WHAT YOU SHOULD DO: The lines to be set down run from the line containing "Thanks for the photo. Could you please mark the stainless" through the final line of the data below; print them exactly and print nothing else.

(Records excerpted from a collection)
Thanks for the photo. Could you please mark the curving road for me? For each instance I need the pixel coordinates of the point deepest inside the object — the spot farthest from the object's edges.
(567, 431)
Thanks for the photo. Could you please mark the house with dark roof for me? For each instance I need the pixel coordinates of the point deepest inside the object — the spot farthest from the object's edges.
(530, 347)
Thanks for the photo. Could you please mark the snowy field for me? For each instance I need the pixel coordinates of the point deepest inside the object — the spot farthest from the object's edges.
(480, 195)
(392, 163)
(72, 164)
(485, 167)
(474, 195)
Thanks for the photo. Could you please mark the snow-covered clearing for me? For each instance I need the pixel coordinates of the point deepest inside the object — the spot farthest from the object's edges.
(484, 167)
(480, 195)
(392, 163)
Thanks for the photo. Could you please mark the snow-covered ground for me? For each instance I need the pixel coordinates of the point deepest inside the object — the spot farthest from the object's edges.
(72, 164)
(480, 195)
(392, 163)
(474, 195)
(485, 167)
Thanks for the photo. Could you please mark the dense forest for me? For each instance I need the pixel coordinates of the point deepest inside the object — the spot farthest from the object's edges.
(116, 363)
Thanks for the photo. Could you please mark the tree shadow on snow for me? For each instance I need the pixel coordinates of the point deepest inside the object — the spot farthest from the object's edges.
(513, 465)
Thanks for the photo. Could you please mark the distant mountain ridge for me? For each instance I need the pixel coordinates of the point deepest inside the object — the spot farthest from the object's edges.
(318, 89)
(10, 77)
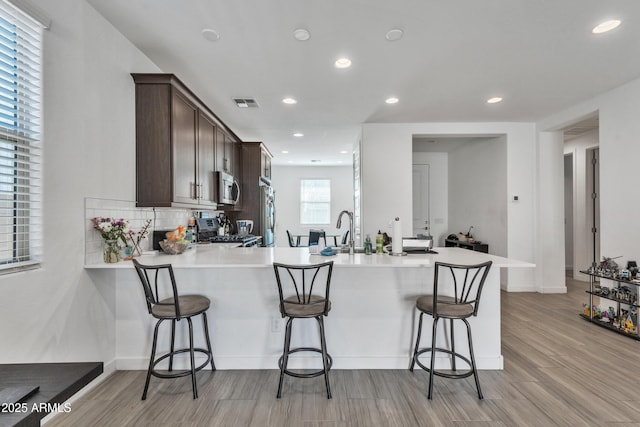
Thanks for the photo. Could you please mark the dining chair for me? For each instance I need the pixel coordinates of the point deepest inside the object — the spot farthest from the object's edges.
(292, 241)
(316, 235)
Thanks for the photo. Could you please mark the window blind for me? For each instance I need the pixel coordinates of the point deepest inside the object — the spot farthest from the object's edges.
(20, 140)
(315, 201)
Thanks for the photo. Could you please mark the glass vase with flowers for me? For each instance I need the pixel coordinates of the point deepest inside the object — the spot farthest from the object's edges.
(114, 232)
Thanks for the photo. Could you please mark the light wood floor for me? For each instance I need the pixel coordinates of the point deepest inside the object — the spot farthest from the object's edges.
(559, 371)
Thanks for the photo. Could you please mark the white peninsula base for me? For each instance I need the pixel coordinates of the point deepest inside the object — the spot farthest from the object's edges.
(372, 323)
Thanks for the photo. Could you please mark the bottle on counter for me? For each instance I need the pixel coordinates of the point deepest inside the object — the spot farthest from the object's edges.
(367, 245)
(379, 243)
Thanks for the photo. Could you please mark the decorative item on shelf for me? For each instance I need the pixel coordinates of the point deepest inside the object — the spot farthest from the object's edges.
(632, 266)
(136, 238)
(126, 253)
(174, 248)
(113, 231)
(111, 251)
(607, 267)
(175, 243)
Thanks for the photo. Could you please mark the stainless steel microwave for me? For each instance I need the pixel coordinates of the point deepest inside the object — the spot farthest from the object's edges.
(228, 189)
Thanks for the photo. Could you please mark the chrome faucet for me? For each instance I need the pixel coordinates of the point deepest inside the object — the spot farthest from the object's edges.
(339, 224)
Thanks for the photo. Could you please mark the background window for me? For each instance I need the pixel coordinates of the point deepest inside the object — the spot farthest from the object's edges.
(315, 201)
(20, 117)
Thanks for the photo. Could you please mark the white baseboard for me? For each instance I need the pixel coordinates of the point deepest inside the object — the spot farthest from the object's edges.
(108, 368)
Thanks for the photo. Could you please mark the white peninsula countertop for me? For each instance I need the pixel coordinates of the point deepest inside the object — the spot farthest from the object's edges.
(372, 323)
(222, 256)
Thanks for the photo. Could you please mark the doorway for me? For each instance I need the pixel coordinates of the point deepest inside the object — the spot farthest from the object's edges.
(420, 190)
(581, 196)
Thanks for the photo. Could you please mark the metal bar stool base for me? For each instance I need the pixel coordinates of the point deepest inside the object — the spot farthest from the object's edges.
(463, 374)
(307, 374)
(180, 373)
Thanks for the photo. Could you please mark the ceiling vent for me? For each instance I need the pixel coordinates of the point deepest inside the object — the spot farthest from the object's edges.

FULL OUTPUT:
Thanks for the photo. Could you please mark the stainless steel microwave for me? For each instance I need the pixel coordinates of the point deepest inside the object — the spot farthest from the object's edges.
(228, 189)
Thanks for the photo. Could you please mark the chrome faucet for me? For each instance I need the pixel coordinates of the point deepest inside the object — the spot farthest from the object's edges.
(339, 224)
Thanks for the photo. Could you please mark the background window for me? For each instance I need the pixel coordinates of the point deepest inside the object — the spot farthest from the object's edges.
(315, 201)
(20, 117)
Thanks for the photo. Could you please mark the white baseboard for me? For each instance I need the pixel coordinates of the point deepest inside the object — the spot farthest from the object's edges.
(108, 368)
Thanks for the photo. Could you please mark the white peninsula countertop for me? For each instance I need the pixel coordinates of the point deepest inside the object — the spot farthest from the object's edges.
(372, 323)
(222, 256)
Thanks for the photo. Could you please mark the doorway for me? For each instance I need the pixel coordinates of the point deepest inside the object — the spot farthest from the object's edges.
(420, 190)
(581, 196)
Thanks for the photo. Could you please mark the metal bar stool base for me? For each instance I need the pixel coordinates of the point deepest inside the object — the spot farthest from the object's edges.
(463, 374)
(307, 374)
(180, 373)
Thanks for the photo. Could you please mark the ceiling vent for me? For each instance I need the pixel coordinates of the point deepest inside the object — the spot farthest from the object's edges.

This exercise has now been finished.